**Information supplied:**
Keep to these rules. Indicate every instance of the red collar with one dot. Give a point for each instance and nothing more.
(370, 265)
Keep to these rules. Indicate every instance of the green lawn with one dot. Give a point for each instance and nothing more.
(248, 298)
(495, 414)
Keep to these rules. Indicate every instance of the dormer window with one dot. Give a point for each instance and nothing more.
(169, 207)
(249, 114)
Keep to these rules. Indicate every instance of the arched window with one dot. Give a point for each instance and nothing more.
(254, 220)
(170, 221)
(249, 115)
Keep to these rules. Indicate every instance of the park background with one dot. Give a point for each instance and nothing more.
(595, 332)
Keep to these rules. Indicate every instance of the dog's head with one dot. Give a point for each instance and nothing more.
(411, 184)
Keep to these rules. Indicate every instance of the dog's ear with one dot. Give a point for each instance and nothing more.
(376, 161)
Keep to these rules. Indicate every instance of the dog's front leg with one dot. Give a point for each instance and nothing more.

---

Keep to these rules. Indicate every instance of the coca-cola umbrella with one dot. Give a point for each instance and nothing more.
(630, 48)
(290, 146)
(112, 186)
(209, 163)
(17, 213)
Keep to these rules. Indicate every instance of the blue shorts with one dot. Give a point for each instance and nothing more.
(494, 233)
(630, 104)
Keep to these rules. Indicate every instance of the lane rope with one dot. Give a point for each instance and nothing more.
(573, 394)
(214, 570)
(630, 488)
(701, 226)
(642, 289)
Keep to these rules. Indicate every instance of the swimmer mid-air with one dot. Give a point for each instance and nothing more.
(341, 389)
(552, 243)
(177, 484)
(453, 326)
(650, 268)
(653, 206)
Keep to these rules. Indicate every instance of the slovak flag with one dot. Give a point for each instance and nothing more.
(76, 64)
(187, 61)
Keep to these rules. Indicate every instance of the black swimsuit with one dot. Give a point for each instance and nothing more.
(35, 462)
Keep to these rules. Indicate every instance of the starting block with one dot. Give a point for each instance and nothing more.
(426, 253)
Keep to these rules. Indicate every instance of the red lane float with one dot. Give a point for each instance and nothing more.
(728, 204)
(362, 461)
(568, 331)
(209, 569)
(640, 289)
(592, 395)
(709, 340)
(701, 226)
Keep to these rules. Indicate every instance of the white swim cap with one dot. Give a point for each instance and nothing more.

...

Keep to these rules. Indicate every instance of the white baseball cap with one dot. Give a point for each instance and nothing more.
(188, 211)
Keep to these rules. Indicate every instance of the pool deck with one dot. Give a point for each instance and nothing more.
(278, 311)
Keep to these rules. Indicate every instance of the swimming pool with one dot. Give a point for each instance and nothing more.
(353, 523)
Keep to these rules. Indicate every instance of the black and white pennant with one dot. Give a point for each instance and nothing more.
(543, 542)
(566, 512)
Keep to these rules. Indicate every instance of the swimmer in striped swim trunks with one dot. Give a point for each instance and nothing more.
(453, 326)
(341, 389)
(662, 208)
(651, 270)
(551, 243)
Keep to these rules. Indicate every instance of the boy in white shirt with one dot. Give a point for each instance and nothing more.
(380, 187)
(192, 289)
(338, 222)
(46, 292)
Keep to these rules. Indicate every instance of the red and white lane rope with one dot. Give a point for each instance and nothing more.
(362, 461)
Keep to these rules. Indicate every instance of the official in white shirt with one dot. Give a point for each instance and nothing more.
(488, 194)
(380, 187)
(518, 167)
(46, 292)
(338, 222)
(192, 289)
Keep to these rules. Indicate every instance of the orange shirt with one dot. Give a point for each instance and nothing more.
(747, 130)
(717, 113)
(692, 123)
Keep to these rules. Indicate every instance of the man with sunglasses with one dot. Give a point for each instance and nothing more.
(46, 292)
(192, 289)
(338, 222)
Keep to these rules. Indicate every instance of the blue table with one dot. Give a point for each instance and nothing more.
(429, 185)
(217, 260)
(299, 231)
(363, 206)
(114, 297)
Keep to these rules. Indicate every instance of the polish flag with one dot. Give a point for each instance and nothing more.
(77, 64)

**To do:** In the listing above, the lines from the one containing "Keep to these rules. Indicate every instance of the dormer" through the one containing "Keep to these rules. Indicate every instance of the dog's front" must be set down exactly, with no other lines.

**Result of the task:**
Keep to these rules. Indicate every instance of the dormer window with one dot. Give a point for each instance and nothing more.
(169, 207)
(249, 114)
Keep to these rules. Indicate every instance of the arched window with one dot. Give a point for each instance and nothing more.
(254, 220)
(170, 221)
(249, 115)
Keep to these rules. Indicate every instance of the park background with one dot. Give a point for each instance and nothing more.
(595, 332)
Keep to these rules. Indicate every instance of the dog's head with one dot. Give a point for each instance and nothing more.
(411, 184)
Keep to these rules. Indicate every instance of the dog's ear with one dot. Give a point for each instance and nothing more.
(376, 161)
Keep to these rules. Indicate every instance of the dog's front leg with one dot. Give a point for each instance and nothing more.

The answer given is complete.